How many lines in the rows below contain the string "image", matching case exactly? Reply with the number only.

◇ ◇ ◇ ◇ ◇

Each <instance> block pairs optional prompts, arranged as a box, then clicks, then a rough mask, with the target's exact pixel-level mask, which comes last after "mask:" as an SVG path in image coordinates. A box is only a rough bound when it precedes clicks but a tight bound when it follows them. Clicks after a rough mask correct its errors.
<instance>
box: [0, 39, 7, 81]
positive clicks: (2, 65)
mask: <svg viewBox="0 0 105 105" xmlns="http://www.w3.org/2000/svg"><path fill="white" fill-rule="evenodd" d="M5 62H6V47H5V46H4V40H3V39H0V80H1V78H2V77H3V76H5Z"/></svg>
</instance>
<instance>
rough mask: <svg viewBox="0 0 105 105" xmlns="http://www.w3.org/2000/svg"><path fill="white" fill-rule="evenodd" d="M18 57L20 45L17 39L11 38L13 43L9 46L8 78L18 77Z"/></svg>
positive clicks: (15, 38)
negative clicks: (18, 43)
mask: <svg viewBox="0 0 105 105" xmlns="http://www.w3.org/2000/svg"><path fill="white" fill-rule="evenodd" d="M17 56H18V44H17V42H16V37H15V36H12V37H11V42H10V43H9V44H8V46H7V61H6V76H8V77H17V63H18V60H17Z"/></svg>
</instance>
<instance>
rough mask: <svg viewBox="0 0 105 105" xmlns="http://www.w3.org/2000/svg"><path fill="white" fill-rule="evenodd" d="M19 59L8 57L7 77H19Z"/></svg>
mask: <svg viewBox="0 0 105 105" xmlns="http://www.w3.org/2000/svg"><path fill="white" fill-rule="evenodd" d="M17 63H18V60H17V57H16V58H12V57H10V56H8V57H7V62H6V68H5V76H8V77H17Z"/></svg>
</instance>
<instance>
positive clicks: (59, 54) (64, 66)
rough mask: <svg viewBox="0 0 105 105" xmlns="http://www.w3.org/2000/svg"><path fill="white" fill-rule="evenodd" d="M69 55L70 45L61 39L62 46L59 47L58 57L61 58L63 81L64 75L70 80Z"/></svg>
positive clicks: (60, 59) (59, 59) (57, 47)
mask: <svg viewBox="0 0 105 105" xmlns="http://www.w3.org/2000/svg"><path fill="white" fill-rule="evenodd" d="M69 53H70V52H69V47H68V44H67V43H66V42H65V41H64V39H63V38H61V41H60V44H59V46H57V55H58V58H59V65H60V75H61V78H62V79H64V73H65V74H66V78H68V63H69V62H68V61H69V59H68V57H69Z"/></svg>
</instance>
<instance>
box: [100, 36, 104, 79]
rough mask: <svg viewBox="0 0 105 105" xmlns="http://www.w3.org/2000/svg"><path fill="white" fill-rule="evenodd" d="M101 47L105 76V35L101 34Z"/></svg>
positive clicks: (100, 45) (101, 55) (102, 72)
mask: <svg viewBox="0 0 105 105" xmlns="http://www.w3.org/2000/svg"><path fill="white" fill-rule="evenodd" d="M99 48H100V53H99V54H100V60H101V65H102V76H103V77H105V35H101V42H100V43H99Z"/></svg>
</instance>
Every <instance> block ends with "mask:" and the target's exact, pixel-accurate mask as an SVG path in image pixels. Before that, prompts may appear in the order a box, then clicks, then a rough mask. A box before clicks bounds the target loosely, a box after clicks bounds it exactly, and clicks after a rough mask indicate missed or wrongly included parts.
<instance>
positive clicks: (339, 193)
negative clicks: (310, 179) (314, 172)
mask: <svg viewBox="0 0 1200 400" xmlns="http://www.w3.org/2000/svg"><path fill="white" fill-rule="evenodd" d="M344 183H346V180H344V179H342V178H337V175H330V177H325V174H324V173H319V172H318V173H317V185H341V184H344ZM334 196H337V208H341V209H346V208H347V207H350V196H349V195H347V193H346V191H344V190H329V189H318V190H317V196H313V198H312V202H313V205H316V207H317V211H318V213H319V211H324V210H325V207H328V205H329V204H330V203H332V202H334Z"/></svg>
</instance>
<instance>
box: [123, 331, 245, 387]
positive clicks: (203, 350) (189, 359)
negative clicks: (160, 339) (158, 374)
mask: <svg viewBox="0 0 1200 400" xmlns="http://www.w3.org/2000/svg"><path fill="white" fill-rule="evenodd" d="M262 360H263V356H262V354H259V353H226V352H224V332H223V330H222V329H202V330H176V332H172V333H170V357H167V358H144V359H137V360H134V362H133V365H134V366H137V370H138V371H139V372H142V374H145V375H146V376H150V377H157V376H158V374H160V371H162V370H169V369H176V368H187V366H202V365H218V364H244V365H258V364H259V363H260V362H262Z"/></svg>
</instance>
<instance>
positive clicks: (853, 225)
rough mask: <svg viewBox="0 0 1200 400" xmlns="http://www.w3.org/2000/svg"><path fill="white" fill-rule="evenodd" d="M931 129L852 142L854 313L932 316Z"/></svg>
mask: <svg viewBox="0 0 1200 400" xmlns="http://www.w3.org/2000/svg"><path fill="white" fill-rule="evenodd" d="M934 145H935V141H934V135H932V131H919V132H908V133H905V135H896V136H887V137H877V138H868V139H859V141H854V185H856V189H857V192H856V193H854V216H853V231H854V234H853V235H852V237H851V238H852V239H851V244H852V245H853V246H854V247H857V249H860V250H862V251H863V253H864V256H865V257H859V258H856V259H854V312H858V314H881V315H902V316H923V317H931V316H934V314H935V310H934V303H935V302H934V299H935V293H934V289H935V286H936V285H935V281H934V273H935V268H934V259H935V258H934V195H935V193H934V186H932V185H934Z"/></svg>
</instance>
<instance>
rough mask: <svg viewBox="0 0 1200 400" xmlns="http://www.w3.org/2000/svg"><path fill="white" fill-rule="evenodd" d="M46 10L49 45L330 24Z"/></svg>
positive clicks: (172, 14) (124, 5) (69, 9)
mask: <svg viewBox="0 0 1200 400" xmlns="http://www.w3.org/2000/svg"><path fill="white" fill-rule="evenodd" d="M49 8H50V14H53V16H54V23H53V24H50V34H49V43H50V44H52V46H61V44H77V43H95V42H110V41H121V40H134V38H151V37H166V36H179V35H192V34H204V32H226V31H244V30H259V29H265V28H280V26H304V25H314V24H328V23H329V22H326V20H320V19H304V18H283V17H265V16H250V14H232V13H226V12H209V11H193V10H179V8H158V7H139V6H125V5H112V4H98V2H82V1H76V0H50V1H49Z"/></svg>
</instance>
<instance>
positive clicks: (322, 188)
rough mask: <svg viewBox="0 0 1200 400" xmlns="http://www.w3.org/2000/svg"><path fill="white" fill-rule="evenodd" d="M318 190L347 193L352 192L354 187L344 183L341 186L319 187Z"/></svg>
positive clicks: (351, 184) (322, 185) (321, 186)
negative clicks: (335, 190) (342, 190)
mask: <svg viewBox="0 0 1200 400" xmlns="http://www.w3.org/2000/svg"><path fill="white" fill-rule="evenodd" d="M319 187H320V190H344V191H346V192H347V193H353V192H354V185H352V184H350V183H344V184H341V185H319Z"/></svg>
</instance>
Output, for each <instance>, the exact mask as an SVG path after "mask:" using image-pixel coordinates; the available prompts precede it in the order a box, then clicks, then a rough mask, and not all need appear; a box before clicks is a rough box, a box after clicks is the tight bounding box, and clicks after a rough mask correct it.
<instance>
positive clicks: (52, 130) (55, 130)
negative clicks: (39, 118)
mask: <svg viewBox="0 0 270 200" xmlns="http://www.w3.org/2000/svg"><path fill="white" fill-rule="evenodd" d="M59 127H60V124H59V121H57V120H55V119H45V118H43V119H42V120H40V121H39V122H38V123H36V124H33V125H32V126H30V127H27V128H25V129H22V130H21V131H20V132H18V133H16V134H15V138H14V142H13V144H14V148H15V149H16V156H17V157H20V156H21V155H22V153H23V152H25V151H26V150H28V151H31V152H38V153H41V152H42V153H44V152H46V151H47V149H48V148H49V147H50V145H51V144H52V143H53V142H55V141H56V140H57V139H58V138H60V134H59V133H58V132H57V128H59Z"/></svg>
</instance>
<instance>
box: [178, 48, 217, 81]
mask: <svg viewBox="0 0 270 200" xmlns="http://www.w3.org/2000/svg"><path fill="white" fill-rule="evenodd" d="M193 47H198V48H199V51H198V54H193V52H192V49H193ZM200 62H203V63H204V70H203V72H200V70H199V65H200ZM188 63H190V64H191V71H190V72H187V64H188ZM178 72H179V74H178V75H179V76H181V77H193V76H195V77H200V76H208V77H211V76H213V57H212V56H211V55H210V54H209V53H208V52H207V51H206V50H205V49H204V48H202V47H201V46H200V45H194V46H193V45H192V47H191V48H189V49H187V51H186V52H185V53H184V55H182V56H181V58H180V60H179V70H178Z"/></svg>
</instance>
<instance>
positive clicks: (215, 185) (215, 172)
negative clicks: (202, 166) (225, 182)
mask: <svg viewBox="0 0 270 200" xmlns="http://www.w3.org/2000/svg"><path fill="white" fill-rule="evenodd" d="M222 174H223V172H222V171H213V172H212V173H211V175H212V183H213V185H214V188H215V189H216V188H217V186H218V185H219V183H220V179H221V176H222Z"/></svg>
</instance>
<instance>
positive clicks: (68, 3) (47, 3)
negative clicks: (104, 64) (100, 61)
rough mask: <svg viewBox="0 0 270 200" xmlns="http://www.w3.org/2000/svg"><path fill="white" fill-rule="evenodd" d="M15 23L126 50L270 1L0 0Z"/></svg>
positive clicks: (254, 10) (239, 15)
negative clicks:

◇ ◇ ◇ ◇ ◇

## Your solution
3